* [What you are asked to do] Extend the essay on A Dream in Polar Fog below, beginning right after its last sentence.

Please let me know if you can think of any other pieces that we have read where similar themes are at play (i.e. the mosquitoes versus their mosquito-infested environment, and the narrator versus the many past and future Russian soldiers). What does this method of juxtaposition (singular aspect versus collective aspects) do for descriptions of the Russian environment? I would love to hear your thoughts!

A Threat to the Status Quo

In its essence, A Dream in Polar Fog is a rejection of attempts to define a single dominant way of life as the ideal society. It introduces the idea that there are other equally, if not more legitimate, ways to live life than the hegemony of Western civilization. It takes John, a Western man, and immerses him in a culture alien to him, a culture with values antithetical to his own. And yet, he finds meaning in this way of life and ends up eschewing the status quo of his former home. This idea, that there are other successful cultures and societies is exceptionally dangerous to the legitimacy of Western governments. If people realized that there were legitimate alternatives, perhaps there would be a revolution or at least a radical change in those societies.

Two specific examples of this occur in the final pages of the novel. First is the news of the Russian Revolution and the reign of the Bolsheviks reaching John’s ears. Carpenter is the one to inform John of the change, and when he asks John why he doesn’t leave after the Bolshevik’s have taken power, John responds that he is comforted by the fact that all of the people in Chukotka have forgotten that he doesn’t have hands and is crippled: “I feel like a full-fledged, valuable person. Valuable to my family, to my friends, to the little community that peoples Enmyn. Here, I’m a human being – do you understand? – a human being! I have no fear of the Bolshevik’s coming. Naturally, I find their doctrine alarming, their denial of any kind of personal property. But, just think Mr. Carpenter, what property do I have? And meanwhile, those among whom we live are, with rare exception, a trusting folk.” Here John is saying that even though the Chukchi way of life could be described as primitive compared to Western society, they have actually progressed past a lot the ailments that plague the more ‘advanced’ society. The themes of trust, acceptance, and human brotherhood can be found in John’s description of his community. And this is why Carpenter wants John to leave so badly. It is because John, a white man, living happily in a settlement like the one in which he does, is a crack in the foundation of Western ideals. If him living a content life means that the Western way of living can have legitimate alternatives, Carpenter’s life (and the system by which he has made himself wealthy) is delegitimized. This conflict between the two characters is an interesting parallel to the formation of the Soviet Union happening around them, as the Soviet Union was the first true superpower in the twentieth century to challenge the top-down, capitalist power structures of the world.

* [Material]
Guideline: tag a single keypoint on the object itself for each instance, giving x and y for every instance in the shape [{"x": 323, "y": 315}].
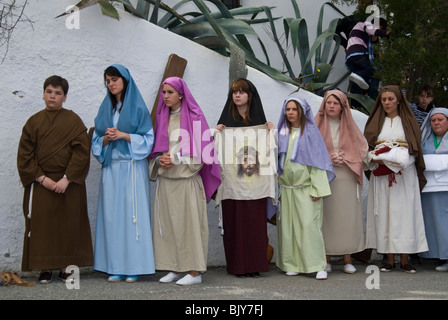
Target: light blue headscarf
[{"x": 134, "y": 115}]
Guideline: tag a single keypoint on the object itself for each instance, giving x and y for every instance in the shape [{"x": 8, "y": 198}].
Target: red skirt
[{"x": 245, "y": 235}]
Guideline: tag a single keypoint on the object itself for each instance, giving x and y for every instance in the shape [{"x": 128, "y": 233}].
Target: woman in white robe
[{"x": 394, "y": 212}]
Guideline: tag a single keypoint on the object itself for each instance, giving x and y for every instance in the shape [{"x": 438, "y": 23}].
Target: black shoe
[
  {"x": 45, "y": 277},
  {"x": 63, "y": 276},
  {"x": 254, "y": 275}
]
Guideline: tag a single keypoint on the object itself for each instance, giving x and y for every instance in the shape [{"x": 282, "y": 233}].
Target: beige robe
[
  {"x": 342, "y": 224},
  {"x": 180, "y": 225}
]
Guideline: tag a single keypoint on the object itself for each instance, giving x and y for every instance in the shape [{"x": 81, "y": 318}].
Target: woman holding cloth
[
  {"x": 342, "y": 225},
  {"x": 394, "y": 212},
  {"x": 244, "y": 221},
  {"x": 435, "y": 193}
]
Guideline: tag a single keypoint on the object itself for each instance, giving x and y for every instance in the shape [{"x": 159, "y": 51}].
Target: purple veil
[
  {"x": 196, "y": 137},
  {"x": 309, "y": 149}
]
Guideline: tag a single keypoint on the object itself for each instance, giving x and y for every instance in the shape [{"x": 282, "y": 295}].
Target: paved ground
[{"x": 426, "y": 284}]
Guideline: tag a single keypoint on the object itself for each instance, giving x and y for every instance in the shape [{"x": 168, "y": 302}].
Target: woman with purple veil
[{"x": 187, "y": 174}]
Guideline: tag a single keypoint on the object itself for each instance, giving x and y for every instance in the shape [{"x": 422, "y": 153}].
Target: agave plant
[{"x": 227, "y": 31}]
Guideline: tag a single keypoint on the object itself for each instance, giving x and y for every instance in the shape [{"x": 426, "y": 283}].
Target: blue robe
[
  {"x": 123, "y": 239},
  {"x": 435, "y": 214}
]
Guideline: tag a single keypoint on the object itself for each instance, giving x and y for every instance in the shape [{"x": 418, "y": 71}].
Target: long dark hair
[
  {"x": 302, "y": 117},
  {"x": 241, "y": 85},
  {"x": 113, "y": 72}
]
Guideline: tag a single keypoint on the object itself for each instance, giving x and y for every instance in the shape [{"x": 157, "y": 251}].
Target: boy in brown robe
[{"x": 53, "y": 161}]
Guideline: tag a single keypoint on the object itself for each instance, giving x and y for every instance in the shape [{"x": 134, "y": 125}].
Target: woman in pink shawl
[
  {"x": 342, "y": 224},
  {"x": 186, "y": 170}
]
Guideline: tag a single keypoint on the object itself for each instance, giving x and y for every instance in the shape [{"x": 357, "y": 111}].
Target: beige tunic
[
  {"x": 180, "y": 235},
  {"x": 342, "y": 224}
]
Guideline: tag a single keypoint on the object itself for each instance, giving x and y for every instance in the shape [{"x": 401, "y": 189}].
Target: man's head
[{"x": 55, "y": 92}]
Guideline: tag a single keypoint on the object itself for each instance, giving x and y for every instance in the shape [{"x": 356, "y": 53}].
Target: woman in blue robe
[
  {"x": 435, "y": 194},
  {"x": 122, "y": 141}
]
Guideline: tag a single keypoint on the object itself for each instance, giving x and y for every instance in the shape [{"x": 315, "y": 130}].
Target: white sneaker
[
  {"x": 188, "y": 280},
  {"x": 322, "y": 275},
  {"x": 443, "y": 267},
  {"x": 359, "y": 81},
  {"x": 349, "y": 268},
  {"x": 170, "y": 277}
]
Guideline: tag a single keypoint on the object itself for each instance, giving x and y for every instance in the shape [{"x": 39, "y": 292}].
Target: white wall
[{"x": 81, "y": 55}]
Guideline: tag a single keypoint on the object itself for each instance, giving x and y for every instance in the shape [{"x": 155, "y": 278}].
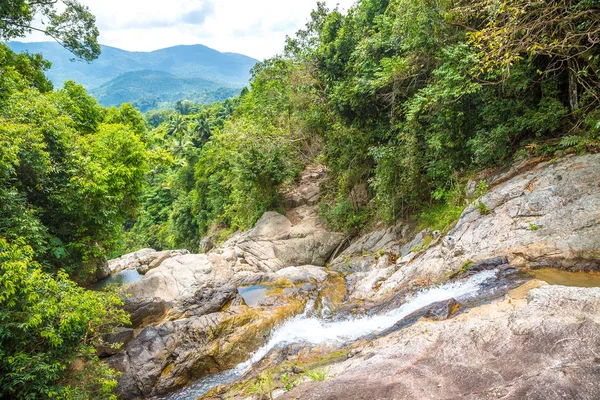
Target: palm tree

* [Final answer]
This interaction is similar to John’s final interaction with his mother. As she leaves, saying goodbye to him for the final time, and after seeing him fully immerse himself in the Chukchi life, she says, heartbreakingly: “Oh, John! My boy! It would have been easier for me see you dead than like this!” This extreme statement shows exactly how much John’s mother’s reality hinges on her idea of supremacy over the ‘savages’. Her whole society hinges on the supremacy of whiteness, and her status as a wealthy landowner in Canada hinges on values of greed and competition that would be alien to the Chukchi. And, so desperate to keep her place in that society, she would rather see her son dead, than see him live a life that threatens the status quo.

An Emerging Leader?

One aspect that struck me while reading the last section of “A Dream in Polar Fog” is the great extent to which John integrates into the Chukchi community. Even more importantly than just integrating into the community, he becomes a leader of the people and also serves as their representative, especially when dealing with white people. By the end of the story, John promotes the interests and image of the Chukchi by ensuring that outsiders understand that “the people of the North… can be not only loyal and obedient guides, but also true heroes” (255). He aims to dispel the western notion of the Chukchi as savages by making it clear to outsiders, that the people should be respected for their understanding of the land and for living in unforgiving conditions. By taking pride in the Chukchi way of life, John make others (and the reader in particular) understand the Chukchi cultural tradition and how they thrive through what some would consider a primitive lifestyle.

As the story progresses, John takes on a greater role in the Chukchi community. While he initially completely depends on others’ help, he learns to provide for the tribe and subsequently plays a central role in their survival through his help on animal hunts. He also becomes a leader for the tribe through his further dealings with the white man. Upon John’s encounter with Captain Bartlett and discussion of national land ownership, the other Chukchi find it “strange… to see their own fellow-countryman Sson as someone in a position to discuss this unknown but evidently important business” (279). This marks a major change in John’s relationship with the tribe, as he now bears responsibility as a representative of the tribe’s interests. In the same scene with Captain Bartlett, John also requests the captain “not to use [his] engines,…make too much noise,… or shoot,” as this “frightens off the animals, [leaving us] without food or fuel” (280). The Captain respects John’s request, which underscores how John has the authority to defend the interests of the Chukchi. While John being a white man may have a role to play in the respect that Captain Bartlett gives him, John’s ardent support of the Chukchi interests nonetheless supports his emerged role as a leader for the tribe.

While John appears to have respect from the outside, one question I had at the end of the story is whether the Chukchi people consider him a leader. What intrigues me is how Orvo has few reservations about having John leave (and in fact encourages it), despite John becoming a key part of the community. I am eager to hear what others think about Orvo and John’s relationship and what role that plays at the story’s end.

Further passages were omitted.